→ WRITTEN TASK:
Render all of the data below as a Markdown table with two columns, Row and Entry, giving each nonblank line its own numbered row. Omit blank lines and the pictures.

-- -- --

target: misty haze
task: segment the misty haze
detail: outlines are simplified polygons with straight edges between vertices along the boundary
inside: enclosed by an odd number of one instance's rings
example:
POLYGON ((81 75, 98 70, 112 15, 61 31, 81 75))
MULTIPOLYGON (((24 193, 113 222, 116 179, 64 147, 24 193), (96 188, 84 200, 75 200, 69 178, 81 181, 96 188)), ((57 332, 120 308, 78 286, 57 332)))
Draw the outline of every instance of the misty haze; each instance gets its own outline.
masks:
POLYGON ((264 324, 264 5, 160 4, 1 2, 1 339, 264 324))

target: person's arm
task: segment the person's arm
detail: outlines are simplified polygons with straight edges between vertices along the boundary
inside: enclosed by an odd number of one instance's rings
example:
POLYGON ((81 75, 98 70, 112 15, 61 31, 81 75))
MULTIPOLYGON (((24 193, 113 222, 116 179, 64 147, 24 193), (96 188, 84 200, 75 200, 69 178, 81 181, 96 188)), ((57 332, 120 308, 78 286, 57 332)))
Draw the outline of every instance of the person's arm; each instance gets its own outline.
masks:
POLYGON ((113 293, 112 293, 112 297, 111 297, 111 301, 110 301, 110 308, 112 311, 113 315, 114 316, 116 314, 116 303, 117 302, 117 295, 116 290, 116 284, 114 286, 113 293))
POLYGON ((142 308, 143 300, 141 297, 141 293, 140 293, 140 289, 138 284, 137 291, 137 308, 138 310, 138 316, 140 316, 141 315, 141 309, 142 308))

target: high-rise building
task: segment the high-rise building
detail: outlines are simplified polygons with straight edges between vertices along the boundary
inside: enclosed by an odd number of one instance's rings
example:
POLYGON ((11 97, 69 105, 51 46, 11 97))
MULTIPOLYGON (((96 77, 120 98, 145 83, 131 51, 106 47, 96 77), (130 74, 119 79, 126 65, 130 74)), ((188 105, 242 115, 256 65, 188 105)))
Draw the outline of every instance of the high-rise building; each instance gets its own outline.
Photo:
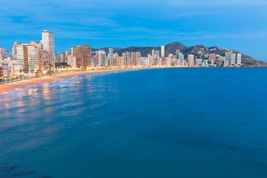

-- -- --

→ RESPONSE:
| Row | Entry |
|---|---|
| 1 | target: misty haze |
| 2 | task: segment the misty haze |
| 3 | detail: outlines are simplified polygons with straight edges between vertices along the boundary |
| 4 | inside: enclosed by an odd number of one instance's rings |
| 5 | example: |
| 6 | POLYGON ((81 75, 98 70, 112 15, 61 31, 81 75)) |
| 7 | MULTIPOLYGON (((24 193, 113 222, 116 179, 64 147, 24 193), (96 188, 84 200, 75 200, 69 178, 81 181, 96 188)), ((57 332, 120 308, 78 286, 57 332))) |
| 8 | Draw the outline of every instance of the misty haze; each instance gets its own outline. |
| 9 | masks: |
| 10 | POLYGON ((264 324, 264 5, 160 4, 1 2, 1 339, 264 324)) |
| 11 | target: person's arm |
| 12 | task: segment the person's arm |
| 13 | detail: outlines are simplified polygons with straight edges between vertices along the boundary |
| 14 | inside: enclosed by an odd number of one instance's rings |
| 15 | example: |
| 16 | POLYGON ((81 75, 98 70, 112 15, 61 31, 81 75)) |
| 17 | MULTIPOLYGON (((24 193, 113 222, 116 179, 64 147, 24 193), (96 188, 84 200, 75 200, 69 178, 81 181, 96 188)), ((57 332, 120 308, 78 286, 57 332))) |
| 18 | Draw the outline of every instance of the person's arm; each instance gets its own outline. |
| 19 | masks: |
| 20 | POLYGON ((113 293, 112 293, 112 297, 111 297, 111 301, 110 301, 110 308, 112 311, 113 315, 114 316, 116 314, 116 303, 117 302, 117 295, 116 290, 116 284, 114 286, 113 293)) |
| 21 | POLYGON ((142 308, 143 300, 141 297, 141 293, 140 293, 140 289, 138 284, 137 291, 137 308, 138 310, 138 316, 140 316, 141 315, 141 309, 142 308)) |
| 22 | target: high-rise building |
| 23 | task: segment the high-rise building |
| 24 | detail: outlines are simplified polygons with straight edges between vertices along the boundary |
| 25 | inside: enclosed by an odd number of one instance's rings |
| 26 | example: |
| 27 | POLYGON ((11 97, 69 105, 51 46, 11 97)) |
| 28 | MULTIPOLYGON (((96 77, 120 98, 145 83, 131 51, 106 47, 96 77), (130 74, 119 79, 126 65, 130 74)), ((188 105, 242 115, 256 65, 188 105))) |
| 29 | Draw the outline of every instance of the high-rise building; each instance gets its own outline. |
| 30 | Photo: |